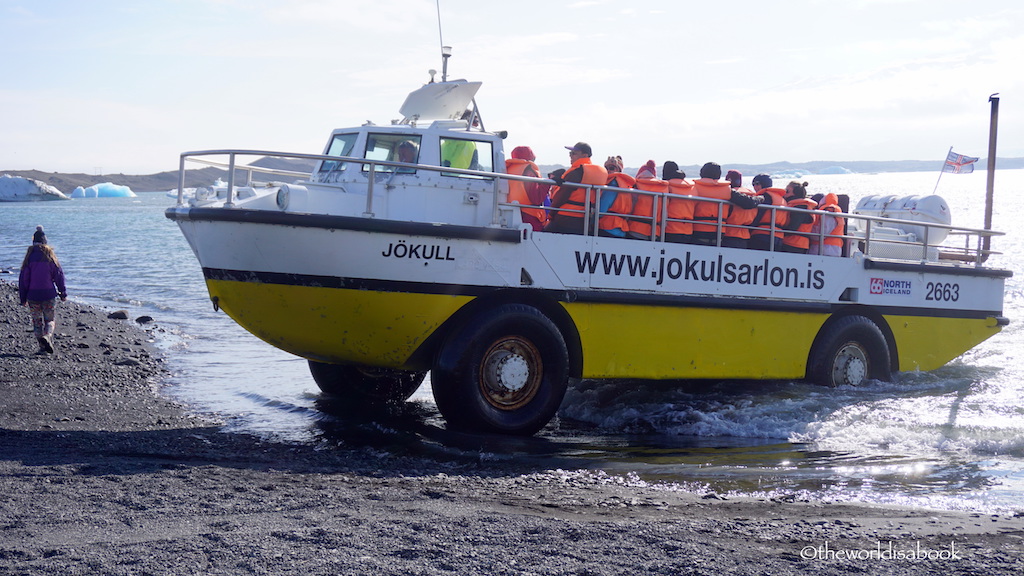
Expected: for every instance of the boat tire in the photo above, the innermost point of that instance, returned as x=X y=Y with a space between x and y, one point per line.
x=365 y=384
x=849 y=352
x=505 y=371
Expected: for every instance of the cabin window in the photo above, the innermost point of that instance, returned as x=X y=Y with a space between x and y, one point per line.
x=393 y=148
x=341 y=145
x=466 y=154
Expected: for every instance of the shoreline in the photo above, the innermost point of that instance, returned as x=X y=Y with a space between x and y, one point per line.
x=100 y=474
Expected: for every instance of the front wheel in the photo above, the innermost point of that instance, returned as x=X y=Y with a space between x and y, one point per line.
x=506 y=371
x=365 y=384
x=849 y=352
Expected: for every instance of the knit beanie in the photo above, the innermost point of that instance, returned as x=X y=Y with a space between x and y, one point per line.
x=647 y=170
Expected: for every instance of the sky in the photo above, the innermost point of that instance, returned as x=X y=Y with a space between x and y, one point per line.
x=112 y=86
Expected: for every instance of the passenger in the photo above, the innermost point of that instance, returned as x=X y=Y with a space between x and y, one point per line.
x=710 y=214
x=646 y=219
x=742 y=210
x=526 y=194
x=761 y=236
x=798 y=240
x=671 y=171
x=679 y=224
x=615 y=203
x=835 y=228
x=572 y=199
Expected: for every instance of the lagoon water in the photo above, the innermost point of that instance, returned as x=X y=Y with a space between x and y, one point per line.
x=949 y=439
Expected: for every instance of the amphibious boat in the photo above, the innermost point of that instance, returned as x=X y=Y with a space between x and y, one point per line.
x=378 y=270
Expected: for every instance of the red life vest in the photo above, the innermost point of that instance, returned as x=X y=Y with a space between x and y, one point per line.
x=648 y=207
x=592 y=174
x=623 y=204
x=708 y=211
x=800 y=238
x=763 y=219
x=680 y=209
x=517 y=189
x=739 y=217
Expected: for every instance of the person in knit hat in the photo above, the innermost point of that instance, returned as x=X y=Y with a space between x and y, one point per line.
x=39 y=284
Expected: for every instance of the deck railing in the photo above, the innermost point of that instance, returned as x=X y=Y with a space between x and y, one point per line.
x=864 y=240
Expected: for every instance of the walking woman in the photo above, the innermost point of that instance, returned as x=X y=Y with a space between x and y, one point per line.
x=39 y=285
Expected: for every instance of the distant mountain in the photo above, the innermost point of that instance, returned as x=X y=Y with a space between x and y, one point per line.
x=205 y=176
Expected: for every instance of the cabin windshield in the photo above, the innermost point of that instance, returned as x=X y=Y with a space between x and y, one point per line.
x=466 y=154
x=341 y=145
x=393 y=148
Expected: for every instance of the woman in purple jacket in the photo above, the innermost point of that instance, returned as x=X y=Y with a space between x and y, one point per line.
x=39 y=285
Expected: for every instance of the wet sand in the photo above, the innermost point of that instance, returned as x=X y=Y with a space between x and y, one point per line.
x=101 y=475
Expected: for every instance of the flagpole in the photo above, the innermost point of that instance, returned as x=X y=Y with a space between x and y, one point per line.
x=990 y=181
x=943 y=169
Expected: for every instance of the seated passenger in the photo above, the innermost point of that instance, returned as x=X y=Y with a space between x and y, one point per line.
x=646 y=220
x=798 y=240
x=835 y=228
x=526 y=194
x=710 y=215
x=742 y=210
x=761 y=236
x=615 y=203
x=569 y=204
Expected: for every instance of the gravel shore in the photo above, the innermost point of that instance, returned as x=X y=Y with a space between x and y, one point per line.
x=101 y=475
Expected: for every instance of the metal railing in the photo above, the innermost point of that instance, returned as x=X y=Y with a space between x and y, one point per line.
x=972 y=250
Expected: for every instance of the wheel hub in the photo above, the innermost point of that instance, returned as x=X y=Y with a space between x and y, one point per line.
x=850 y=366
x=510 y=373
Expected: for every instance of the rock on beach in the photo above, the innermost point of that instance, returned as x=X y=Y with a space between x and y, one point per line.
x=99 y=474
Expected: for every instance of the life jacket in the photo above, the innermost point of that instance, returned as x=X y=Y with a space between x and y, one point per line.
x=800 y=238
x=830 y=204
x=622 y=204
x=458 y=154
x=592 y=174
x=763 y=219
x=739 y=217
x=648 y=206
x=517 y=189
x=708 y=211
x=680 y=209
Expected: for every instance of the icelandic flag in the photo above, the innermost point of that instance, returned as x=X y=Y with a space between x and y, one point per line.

--

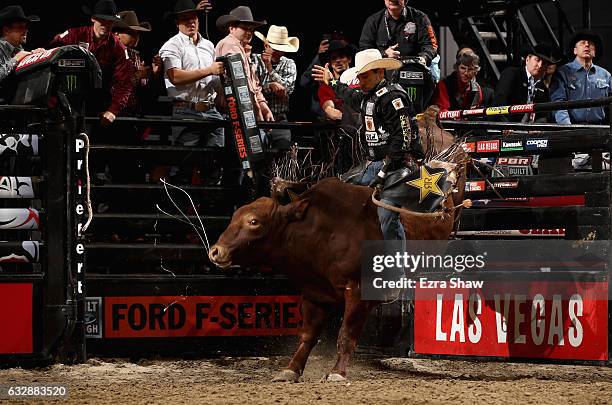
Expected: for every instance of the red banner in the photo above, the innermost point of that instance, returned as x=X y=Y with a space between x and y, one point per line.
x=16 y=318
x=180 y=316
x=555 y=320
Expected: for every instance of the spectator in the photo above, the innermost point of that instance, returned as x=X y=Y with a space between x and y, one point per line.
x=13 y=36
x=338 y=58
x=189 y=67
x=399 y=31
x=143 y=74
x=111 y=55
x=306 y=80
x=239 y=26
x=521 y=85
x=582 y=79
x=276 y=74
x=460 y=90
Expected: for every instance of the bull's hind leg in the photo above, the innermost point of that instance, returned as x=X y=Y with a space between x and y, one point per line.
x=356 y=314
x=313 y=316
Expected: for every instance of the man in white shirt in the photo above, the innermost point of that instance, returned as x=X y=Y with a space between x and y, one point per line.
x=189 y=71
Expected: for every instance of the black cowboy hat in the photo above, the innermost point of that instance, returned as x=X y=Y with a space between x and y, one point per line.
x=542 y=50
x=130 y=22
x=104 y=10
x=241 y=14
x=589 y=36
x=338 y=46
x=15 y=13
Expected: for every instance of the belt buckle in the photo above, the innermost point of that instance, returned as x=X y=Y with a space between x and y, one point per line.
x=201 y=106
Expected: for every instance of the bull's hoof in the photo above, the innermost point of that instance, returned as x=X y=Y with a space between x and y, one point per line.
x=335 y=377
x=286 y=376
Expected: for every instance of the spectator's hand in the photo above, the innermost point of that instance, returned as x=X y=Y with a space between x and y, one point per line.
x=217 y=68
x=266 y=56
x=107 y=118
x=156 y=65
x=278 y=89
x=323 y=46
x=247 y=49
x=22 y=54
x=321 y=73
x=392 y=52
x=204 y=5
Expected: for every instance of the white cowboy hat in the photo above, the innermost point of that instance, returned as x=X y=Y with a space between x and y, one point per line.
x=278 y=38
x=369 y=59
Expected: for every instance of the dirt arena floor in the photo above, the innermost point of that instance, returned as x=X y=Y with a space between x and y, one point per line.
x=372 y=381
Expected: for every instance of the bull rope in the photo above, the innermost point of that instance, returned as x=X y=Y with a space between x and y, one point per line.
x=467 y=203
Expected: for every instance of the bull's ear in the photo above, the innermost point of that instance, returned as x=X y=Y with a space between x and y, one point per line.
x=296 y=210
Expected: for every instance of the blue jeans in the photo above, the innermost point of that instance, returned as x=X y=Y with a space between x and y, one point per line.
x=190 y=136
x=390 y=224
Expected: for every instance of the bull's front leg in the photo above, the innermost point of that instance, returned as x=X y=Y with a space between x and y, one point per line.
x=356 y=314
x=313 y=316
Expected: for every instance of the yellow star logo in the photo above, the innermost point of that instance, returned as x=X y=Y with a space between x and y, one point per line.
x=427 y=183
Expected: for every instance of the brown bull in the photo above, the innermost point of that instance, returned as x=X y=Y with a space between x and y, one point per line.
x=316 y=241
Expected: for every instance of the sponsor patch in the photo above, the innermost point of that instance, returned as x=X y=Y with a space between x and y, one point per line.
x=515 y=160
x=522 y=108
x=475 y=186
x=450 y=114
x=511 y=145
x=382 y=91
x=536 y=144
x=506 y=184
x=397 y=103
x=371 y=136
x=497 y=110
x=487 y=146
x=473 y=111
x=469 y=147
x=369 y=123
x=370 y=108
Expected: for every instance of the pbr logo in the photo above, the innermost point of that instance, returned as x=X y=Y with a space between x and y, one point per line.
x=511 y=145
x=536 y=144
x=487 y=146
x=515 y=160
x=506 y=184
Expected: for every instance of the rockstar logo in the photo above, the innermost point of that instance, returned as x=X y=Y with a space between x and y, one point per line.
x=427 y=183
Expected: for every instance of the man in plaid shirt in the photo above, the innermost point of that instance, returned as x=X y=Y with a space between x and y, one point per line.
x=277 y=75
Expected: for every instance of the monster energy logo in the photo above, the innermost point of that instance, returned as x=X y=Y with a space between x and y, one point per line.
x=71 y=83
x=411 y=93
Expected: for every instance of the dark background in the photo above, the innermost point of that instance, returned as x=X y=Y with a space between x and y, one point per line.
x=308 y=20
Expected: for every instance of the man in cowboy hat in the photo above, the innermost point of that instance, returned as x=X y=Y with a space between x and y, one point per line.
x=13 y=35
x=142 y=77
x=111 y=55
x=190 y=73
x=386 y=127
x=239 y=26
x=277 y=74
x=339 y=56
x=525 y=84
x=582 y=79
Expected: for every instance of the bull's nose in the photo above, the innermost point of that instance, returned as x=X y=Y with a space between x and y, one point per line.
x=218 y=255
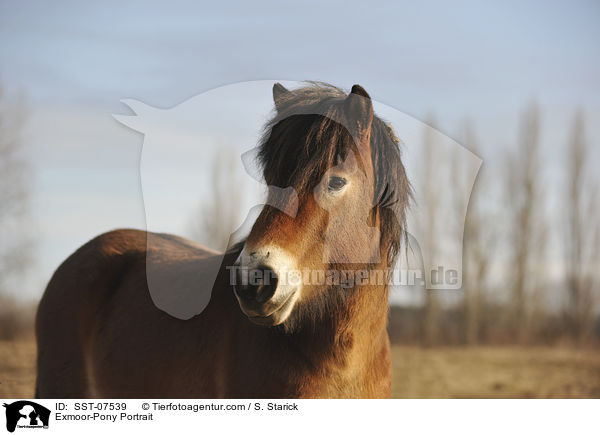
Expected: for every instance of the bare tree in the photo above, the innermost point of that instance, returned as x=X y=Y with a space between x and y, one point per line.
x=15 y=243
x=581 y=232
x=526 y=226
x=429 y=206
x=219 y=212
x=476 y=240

--

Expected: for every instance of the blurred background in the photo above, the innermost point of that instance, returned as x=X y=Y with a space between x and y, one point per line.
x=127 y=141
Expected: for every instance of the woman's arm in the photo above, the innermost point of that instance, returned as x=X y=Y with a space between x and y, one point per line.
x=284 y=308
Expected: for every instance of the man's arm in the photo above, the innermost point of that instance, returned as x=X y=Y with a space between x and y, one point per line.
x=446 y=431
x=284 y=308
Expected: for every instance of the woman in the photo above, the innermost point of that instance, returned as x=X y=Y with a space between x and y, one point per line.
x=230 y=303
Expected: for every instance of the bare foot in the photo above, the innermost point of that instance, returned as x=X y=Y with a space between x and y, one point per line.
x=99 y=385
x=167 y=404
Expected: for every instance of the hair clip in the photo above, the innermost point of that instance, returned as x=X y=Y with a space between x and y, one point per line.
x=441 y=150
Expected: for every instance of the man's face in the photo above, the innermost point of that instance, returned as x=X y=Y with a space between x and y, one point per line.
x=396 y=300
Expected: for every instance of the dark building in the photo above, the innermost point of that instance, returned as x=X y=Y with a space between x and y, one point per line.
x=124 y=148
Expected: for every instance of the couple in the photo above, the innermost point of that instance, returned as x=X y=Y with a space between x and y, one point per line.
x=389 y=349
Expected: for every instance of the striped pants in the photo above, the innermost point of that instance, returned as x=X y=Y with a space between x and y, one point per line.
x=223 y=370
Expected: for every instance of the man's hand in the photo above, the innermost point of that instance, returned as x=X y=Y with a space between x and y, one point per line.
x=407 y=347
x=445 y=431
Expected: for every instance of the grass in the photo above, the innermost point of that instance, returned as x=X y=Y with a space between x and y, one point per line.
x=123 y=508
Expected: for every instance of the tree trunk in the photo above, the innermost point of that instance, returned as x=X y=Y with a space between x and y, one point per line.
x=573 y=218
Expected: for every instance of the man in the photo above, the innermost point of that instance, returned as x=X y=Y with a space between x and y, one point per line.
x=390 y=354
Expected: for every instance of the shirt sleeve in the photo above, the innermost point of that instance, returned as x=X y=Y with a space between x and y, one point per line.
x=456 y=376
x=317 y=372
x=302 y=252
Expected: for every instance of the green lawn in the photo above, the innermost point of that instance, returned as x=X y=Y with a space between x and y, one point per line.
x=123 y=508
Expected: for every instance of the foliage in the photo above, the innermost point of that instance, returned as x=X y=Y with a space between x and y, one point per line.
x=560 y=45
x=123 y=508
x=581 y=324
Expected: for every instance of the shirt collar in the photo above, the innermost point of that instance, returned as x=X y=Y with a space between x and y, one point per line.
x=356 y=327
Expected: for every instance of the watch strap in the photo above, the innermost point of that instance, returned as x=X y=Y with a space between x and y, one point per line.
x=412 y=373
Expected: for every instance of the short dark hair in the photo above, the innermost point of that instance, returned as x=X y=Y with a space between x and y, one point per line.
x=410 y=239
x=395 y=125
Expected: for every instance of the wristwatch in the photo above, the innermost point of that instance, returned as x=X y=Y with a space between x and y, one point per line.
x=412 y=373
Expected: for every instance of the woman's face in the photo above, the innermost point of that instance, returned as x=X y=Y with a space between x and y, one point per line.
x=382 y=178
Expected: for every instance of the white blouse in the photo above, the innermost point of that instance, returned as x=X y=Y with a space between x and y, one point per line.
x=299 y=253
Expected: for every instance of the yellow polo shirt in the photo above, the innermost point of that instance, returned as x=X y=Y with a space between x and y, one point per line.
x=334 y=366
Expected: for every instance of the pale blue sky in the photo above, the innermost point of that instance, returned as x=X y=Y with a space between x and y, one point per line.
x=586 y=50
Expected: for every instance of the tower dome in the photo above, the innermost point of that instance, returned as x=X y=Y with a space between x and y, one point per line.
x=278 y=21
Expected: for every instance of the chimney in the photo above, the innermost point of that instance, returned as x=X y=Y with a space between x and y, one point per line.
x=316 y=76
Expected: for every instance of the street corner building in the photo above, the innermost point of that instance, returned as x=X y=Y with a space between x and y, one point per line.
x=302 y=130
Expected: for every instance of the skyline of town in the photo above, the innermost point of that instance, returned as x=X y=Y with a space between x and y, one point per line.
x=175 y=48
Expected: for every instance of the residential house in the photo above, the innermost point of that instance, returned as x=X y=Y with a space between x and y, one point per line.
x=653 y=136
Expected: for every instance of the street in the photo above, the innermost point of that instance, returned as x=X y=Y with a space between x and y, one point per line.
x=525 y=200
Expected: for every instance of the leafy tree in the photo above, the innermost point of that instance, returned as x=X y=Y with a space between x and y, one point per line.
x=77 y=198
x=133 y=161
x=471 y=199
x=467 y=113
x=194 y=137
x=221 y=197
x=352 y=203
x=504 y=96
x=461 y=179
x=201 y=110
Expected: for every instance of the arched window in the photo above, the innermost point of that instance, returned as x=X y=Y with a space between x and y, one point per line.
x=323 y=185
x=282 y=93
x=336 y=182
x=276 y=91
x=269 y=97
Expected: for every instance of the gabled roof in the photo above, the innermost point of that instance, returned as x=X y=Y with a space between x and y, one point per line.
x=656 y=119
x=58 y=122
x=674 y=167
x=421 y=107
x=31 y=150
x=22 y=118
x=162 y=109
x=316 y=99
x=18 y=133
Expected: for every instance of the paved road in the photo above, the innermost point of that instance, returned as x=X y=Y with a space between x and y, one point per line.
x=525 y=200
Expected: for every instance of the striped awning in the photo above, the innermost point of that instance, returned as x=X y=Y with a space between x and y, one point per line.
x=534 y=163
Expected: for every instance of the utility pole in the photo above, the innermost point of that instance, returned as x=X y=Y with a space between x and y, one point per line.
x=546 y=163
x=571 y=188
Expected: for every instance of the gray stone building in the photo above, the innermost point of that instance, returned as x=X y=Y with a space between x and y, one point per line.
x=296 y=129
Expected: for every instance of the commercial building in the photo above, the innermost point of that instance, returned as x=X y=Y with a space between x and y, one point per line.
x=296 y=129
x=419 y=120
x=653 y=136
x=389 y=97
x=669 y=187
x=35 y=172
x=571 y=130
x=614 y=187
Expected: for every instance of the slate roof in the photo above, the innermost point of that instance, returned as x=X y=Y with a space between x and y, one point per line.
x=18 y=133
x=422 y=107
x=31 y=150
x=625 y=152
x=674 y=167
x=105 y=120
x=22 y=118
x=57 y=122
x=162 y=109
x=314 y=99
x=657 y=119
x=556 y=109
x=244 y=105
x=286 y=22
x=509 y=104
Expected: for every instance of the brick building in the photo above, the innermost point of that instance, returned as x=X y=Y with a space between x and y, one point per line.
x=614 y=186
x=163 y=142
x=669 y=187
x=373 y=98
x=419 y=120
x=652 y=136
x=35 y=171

▶ [What to produce]: Everything above from the line containing "Expected: for every instance of the life" down to the line containing "Expected: for every instance of the icelandic" should be copied exactly, both end lines included, and nothing else.

▶ [Result for this task]:
Expected: for every instance of the life jacket in the photo above, the innermost point of that instance, returned as x=X y=Y with a space between x and y, one point per line.
x=800 y=238
x=830 y=204
x=622 y=204
x=458 y=154
x=592 y=174
x=763 y=219
x=739 y=217
x=648 y=206
x=517 y=189
x=708 y=211
x=680 y=209
Expected: for every instance of the icelandic flag in the photo above, the innermost point of that instance, returned as x=X y=Y with a space between x and y, one point per line.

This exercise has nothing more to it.